» Your instructions: Would you copy every record exactly as it stands and drop the pictures?

» Information given:
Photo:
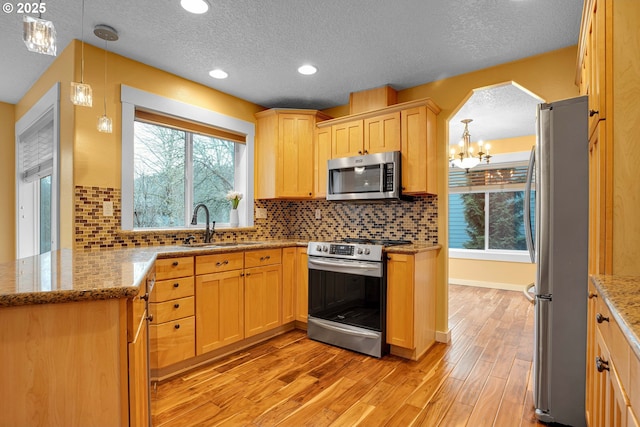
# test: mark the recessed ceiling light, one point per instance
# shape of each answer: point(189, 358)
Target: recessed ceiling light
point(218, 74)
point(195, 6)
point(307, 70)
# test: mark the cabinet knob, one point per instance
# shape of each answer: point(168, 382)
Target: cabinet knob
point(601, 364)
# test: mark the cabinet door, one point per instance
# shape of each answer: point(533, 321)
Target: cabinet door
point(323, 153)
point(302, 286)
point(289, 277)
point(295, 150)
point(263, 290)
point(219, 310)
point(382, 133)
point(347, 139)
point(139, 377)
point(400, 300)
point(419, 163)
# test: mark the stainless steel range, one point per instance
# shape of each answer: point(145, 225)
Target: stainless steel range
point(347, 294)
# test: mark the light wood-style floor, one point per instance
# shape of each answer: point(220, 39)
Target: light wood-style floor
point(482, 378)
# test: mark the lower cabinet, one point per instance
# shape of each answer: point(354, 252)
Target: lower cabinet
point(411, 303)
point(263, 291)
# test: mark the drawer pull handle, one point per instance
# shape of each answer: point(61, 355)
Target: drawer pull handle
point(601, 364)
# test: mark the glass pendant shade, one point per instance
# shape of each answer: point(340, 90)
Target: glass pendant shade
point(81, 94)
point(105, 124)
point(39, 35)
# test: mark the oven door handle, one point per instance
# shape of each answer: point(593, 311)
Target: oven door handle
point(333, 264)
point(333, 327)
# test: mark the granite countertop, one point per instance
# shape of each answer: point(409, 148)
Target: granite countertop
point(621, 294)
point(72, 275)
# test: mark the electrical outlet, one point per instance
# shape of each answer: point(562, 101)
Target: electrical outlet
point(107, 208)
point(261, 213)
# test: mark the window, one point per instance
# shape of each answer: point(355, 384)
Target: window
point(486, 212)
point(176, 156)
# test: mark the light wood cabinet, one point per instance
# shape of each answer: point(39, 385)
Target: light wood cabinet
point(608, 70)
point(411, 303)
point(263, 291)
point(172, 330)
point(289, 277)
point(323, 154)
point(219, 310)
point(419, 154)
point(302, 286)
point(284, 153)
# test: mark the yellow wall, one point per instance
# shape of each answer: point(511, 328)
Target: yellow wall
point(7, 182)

» Solution to this exercise:
Photo:
# test: mark the recessed ceiling light, one point per instance
# shape of each answer: point(189, 358)
Target: recessed ceiling light
point(218, 74)
point(195, 6)
point(307, 70)
# test: mark the cabinet knob, one point per instance
# shape of each answer: point(168, 382)
Target: cabinet knob
point(601, 364)
# test: mark the cabinet door, one point per instance
# shape of each answer: point(533, 321)
Target: cabinet door
point(323, 153)
point(302, 286)
point(289, 277)
point(295, 150)
point(263, 290)
point(219, 310)
point(382, 133)
point(347, 139)
point(139, 377)
point(400, 300)
point(419, 163)
# test: mark the stainless steel range, one point per instance
# shape of each answer: point(145, 225)
Target: stainless steel range
point(347, 294)
# test: mark the light wood-style floor, one point per instance
# shape of each answer: point(220, 39)
Target: light wood-style floor
point(482, 378)
# test: mark the lower cabinet, one point per instance
# shape of each answer: point(354, 252)
Target: lower cabinet
point(411, 303)
point(263, 291)
# test: mark the drawer pull handle, one point per instance
# shape of each answer: point(61, 355)
Target: drawer pull handle
point(601, 364)
# test: mark the glass pendant shade, one point per instance
# shape of each answer: point(340, 90)
Target: glass pendant shade
point(81, 94)
point(105, 124)
point(39, 35)
# test: mark the oven door handle, one point per instance
# shape of each answer: point(593, 311)
Target: oven door handle
point(333, 264)
point(333, 327)
# test: mark the granite countertop, one point per instance
# shape of each answer: point(409, 148)
Target: granite countertop
point(621, 294)
point(72, 275)
# test: mark the electrical outlet, one point per instance
# shape of each answer: point(562, 101)
Target: electrical outlet
point(107, 208)
point(261, 213)
# test: mark the window, one point per instance
# shape of each answer: point(355, 384)
Target: window
point(486, 212)
point(176, 156)
# test: mark the light wood cabinet, one point per instance
# shape of each answer: point(39, 385)
Target: light wood cabinet
point(608, 70)
point(411, 303)
point(263, 291)
point(172, 330)
point(289, 277)
point(323, 154)
point(219, 310)
point(419, 154)
point(302, 286)
point(284, 153)
# test: mark the yellow wall, one point per instance
# shape of each answer: point(511, 328)
Target: yellow wall
point(7, 182)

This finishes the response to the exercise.